----- RECORDS FOR PROCESSING -----

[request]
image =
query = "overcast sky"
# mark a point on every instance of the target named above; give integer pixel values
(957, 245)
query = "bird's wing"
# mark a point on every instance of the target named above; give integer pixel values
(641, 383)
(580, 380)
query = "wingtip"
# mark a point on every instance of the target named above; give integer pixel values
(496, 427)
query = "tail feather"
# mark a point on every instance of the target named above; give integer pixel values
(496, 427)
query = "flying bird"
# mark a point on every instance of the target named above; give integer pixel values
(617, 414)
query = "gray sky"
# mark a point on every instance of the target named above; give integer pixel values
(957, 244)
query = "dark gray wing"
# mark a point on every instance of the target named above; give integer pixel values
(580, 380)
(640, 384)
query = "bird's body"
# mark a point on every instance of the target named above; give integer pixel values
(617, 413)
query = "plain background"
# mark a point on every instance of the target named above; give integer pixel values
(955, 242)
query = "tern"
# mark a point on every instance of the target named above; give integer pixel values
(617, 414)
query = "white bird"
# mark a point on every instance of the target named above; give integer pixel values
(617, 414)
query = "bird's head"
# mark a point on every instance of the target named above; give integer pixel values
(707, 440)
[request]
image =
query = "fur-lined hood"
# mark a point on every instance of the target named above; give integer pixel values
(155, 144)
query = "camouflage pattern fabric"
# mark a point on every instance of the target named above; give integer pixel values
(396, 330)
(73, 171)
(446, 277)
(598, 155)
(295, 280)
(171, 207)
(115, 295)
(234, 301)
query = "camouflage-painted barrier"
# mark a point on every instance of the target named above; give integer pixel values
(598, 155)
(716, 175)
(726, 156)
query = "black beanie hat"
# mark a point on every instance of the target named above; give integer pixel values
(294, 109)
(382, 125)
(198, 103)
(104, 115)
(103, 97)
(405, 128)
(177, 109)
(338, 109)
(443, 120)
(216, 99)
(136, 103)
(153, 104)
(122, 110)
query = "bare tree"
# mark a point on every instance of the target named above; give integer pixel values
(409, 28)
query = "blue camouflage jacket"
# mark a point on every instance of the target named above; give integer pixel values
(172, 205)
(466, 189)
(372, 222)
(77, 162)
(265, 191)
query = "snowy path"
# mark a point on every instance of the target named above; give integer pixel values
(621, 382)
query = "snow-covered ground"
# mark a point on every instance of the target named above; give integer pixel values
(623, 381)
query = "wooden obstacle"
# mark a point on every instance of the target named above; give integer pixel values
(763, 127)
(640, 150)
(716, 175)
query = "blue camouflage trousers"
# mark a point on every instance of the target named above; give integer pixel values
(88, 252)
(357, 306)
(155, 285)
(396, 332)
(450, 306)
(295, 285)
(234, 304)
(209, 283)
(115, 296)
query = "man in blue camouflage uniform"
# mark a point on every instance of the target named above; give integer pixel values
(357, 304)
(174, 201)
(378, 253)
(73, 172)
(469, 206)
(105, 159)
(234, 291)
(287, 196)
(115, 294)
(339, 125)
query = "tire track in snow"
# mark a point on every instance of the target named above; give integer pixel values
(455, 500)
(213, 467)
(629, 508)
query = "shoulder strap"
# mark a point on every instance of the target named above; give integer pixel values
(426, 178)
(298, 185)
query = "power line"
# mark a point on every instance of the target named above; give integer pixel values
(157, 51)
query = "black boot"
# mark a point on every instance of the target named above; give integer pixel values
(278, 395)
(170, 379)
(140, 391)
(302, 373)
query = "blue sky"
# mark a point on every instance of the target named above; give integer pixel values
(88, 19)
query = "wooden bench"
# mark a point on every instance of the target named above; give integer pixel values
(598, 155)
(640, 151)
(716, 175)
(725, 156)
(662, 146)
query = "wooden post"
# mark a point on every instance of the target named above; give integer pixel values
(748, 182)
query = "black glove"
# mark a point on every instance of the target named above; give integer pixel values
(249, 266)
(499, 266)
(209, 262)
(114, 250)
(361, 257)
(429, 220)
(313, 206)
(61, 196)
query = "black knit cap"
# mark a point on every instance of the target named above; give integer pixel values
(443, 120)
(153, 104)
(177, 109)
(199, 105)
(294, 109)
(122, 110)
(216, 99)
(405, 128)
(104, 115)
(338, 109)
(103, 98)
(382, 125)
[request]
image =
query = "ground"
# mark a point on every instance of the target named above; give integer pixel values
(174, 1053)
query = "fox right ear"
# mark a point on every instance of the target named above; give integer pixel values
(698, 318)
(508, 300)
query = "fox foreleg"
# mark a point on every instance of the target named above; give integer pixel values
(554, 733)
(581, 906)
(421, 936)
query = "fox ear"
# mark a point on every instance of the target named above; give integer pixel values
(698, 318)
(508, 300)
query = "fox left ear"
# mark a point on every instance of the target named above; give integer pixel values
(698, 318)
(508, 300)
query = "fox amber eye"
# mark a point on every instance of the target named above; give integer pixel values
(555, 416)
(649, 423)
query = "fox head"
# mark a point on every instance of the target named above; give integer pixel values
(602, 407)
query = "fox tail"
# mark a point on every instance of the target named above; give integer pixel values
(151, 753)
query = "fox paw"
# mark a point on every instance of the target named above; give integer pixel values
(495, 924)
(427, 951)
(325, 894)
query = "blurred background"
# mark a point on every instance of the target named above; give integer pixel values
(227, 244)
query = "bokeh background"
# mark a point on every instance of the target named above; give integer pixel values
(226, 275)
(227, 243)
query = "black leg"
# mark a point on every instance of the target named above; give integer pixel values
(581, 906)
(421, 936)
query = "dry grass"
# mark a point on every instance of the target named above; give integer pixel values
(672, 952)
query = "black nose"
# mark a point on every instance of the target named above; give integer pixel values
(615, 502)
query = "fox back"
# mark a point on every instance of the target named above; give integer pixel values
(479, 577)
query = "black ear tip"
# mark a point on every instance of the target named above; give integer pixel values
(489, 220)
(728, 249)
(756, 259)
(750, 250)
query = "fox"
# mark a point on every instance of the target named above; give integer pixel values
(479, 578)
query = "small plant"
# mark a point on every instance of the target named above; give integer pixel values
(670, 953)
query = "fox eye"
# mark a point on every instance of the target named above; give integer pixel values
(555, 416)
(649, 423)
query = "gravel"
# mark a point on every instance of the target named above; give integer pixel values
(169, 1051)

-----

ACTIVITY :: Word for word and line for line, give the material again.

SOLUTION TO THIS TASK ::
[request]
image =
query = "overcast sky"
# mark a point on every instance of the target named above; give integer pixel values
(957, 245)
query = "bird's wing"
# mark a point on every instance of the target named above; give integer pixel values
(641, 383)
(580, 380)
query = "wingtip"
# mark a point on every instance of the target named above; give integer pixel values
(496, 427)
query = "tail feather"
# mark a point on every instance of the target named above; give integer pixel values
(496, 427)
query = "flying bird"
# mark a point on every instance of the target named above; give integer pixel values
(617, 414)
query = "gray sky"
# mark a point on every instance of the target named above; give integer pixel values
(957, 244)
query = "dark gray wing"
# mark a point on every instance of the target named above; give integer pixel values
(580, 380)
(640, 384)
query = "bird's body"
# mark a point on every instance of the target named above; give integer pixel values
(617, 413)
query = "plain background"
# mark a point on every instance of the target named above; give integer pixel values
(955, 242)
query = "tern"
# mark a point on every instance of the target named above; give integer pixel values
(617, 414)
query = "white bird"
# mark a point on every instance of the target named above; give integer pixel values
(617, 414)
query = "bird's head"
# mark a point on every instance of the target named above; give integer pixel values
(707, 440)
[request]
image =
query = "fur-lined hood"
# mark a point on every instance of the target named above; give integer pixel values
(155, 144)
query = "camouflage pattern fabric"
# mark a point on every instance of the target named above; give integer pixel values
(396, 330)
(73, 171)
(446, 277)
(598, 155)
(295, 280)
(171, 207)
(115, 295)
(234, 301)
query = "camouflage-painted barrier"
# mark a point on every instance of the target named above; give integer pixel values
(598, 155)
(716, 175)
(726, 156)
query = "black beanie hat"
# mark a point on every instance of the target named above; give integer pixel values
(294, 109)
(382, 125)
(198, 103)
(104, 115)
(103, 97)
(405, 128)
(177, 109)
(338, 109)
(443, 120)
(216, 99)
(136, 103)
(153, 104)
(122, 110)
query = "bare tree"
# mark a point on every instance of the target named above; give integer pixel values
(409, 28)
query = "blue camouflage jacket"
# mark a point on every instance of the target named above; give integer pixel values
(172, 205)
(466, 189)
(372, 222)
(77, 162)
(265, 191)
query = "snowy path"
# mark a point on every instance of the target named above; give integer pixel values
(621, 382)
query = "snow-covered ground"
# mark a point on every instance of the target named above; give integer pixel values
(623, 381)
query = "wooden obstacle"
# mark a point on every instance of the target named above; give integer pixel values
(763, 127)
(640, 150)
(716, 175)
query = "blue camouflage trousers"
# mark a point on every instance of the target named above; give integer pixel values
(88, 252)
(357, 306)
(155, 285)
(396, 332)
(450, 306)
(295, 285)
(234, 304)
(209, 283)
(115, 296)
query = "man in blue camouflage uniform"
# mark a point on every instance of the target named above; give integer pixel values
(357, 304)
(174, 201)
(378, 253)
(73, 172)
(469, 206)
(105, 159)
(234, 291)
(287, 196)
(115, 294)
(339, 125)
query = "tire track in snow"
# mark a point on every instance of the target named above; give integer pixel values
(455, 500)
(213, 467)
(629, 508)
query = "shoulder strap"
# mark a point on every instance of the target named above; give integer pixel values
(426, 178)
(298, 185)
query = "power line"
# mark a point on every instance of the target named above; give integer pixel values
(157, 51)
query = "black boot"
# mark a point on every instance of the target named above; give integer pixel values
(278, 395)
(170, 379)
(140, 391)
(302, 373)
query = "blue sky"
# mark a point on every instance of the target named above; give integer pixel values
(88, 19)
query = "wooden bench"
# mark a point on every instance of the target named above; give integer pixel values
(598, 155)
(640, 151)
(716, 175)
(725, 156)
(662, 146)
query = "wooden post"
# mark a point on every instance of the target named above; give integer pixel values
(748, 182)
query = "black glove"
# mark a point on every instance of the target named above; give integer pixel values
(249, 266)
(499, 266)
(209, 262)
(114, 250)
(361, 257)
(429, 220)
(313, 206)
(61, 196)
query = "black knit cap"
# mark a point on every instance of the target named above; give integer pixel values
(443, 120)
(153, 104)
(177, 109)
(199, 105)
(294, 109)
(122, 110)
(216, 99)
(405, 128)
(104, 115)
(338, 109)
(103, 98)
(382, 125)
[request]
image =
query = "ground"
# mark a point on every instance of the target named above; give integer pixel values
(174, 1053)
query = "fox right ear"
# mark a point on every instance of the target named above; give integer pixel values
(698, 318)
(508, 300)
query = "fox foreleg"
# mark a point on every instance of the target named above; give integer pixel values
(554, 733)
(581, 906)
(421, 936)
query = "fox ear"
# mark a point on every instance of the target named above; give integer pixel values
(698, 318)
(508, 300)
query = "fox left ear"
# mark a point on every instance of the target named above; give integer pixel values
(698, 318)
(508, 300)
query = "fox amber eye"
# mark a point on every instance of the target named above; give integer pixel values
(555, 416)
(649, 423)
query = "fox head"
# mark a point on every instance of the target named above; give integer pixel values
(602, 407)
query = "fox tail"
# mark a point on every instance of the target named above; give integer pixel values
(151, 753)
query = "fox paw"
# mark a point on every instance of the target named above; give integer pixel values
(495, 924)
(427, 951)
(325, 894)
query = "blurred background"
# mark a point on every instance of the target named above; give integer pixel values
(227, 244)
query = "bokeh background"
# mark a point on every instance of the target named above; give integer pixel values
(226, 275)
(227, 243)
query = "black leg"
# mark a point on every instance of the target named above; give integer pixel values
(581, 906)
(421, 936)
query = "dry grass"
# mark a point on every instance of the target named above; give integer pixel values
(672, 952)
query = "black nose"
# mark a point on every instance of the target named above; give integer pixel values
(615, 502)
query = "fox back"
# mark a point on every instance of the target named above; give integer pixel values
(479, 577)
query = "black ear tip"
# mark a point on every instance of the target named above; give integer pixel values
(489, 220)
(728, 249)
(756, 259)
(750, 250)
query = "fox"
# mark a point on every instance of the target named above; give integer pixel values
(479, 578)
query = "small plant"
# mark a point on every instance of the target named above; give integer pixel values
(670, 953)
query = "fox eye"
# mark a point on every instance of the target named above; give integer pixel values
(555, 416)
(649, 423)
query = "gravel"
# mark a point on every instance of the target named above; give integer pixel values
(169, 1051)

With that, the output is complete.